→ What you will do
a) Please find each line in the records that contains the word "shadow" and copy those lines.
b) Write what comes next in the comments on school exams, starting after their last sentence.

→ Page extract
+++
October 24th, 2007 10:46am

Again, well done Mrs Phillips. I've been learning French for four years and there hasn't been a verb table in sight, although we do spend about a third of our lessons writing out answers to questions that might be in our GCSE oral exam.

Tom

October 24th, 2007 12:01pm

Sadly, Ms Phillips the problem goes much deeper than you imagine. Look, for example, at the recently produced material for the Cambridge Pre-U (which I notice you have not posted on) and it becomes clear that the independent schools themselves do not have the stomach to be truly radical. The Pre-U would at best take us back to the position in 2000. It would not, however, correct the many, many failing outlined in your book All Must Have Prizes. I mean, for one thing - why on earth is a multiple choice test recommended for Physics? - and so on.

Lefty John

October 24th, 2007 12:35pm

A Levels used to be the Gold Standard, past tense Melanie. The exam today is a mess and friends of mine who lecture at university moan about the inability of 1st year undergraduates to construct an essay argument (something which isn't needed to pass an A level these days), let alone spelling and grammar. Right problem, poor analysis Melanie.
+++
→ Task input
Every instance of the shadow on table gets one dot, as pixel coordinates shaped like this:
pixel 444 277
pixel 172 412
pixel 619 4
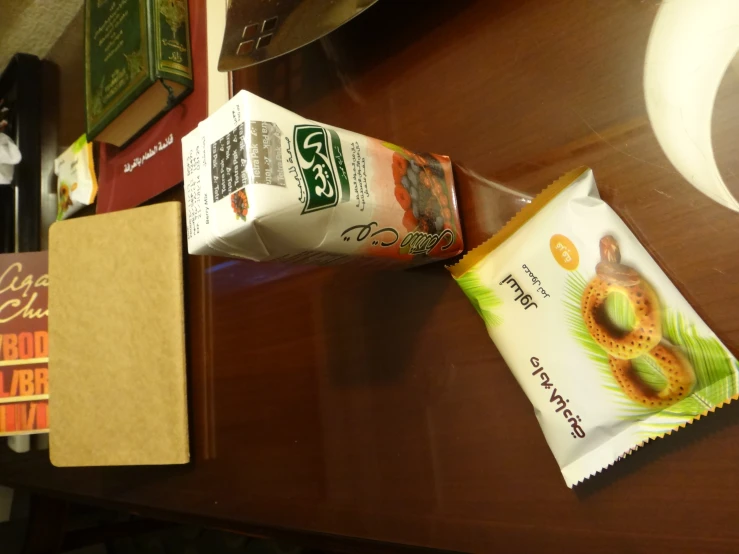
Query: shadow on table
pixel 372 339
+++
→ Responses per task
a)
Every instance of the shadow on table gets one dot, as pixel coordinates shaped like this:
Query: shadow on table

b)
Ian Parker

October 24th, 2007 2:42pm

This would ordinarily be the final break in the dam leading almost certainly to a restoration of education as it was in the Victorian age, i.e. public schools, and a decent education, for the wealthy, (effectively) nothing for the rest. Wise to this, the government are using all the means at their disposal to ‘dispossess’ the private school sector. This is all that stands in the way of the most divisive education system seen for half a century (perhaps we can spot an uncomfortable parallel with our two-tier health system). What shocks me the most is the fact that the school system currently in place is the antithesis of opportunity and mobility for those who need it most, gifted children from modest backgrounds. I came from a family background where private education was not an option. What was within my grasp was the chance to win a place at the local grammar school. This I duly did. Looking at the mix of pupils at that school, it was apparent that the intake covered a wide variety of backgrounds. In short, the school was fulfilling its role of providing a high quality academic education for the most able children at the time, regardless of social standing or income. For me, grammar school education was my route to social and economic mobility. It provided the chance to win a place at university (I use the word ‘win’ advisedly, there were no automatic places waiting), obtain a good degree and develop a successful career. Many similar children in the same position today as I was many years ago are effectively denied the opportunity that I had for advancement. This is the price we are paying for this wholly immoral and spiteful approach to education. How appropriate, Melanie, that the relevant government department no longer even speaks its name.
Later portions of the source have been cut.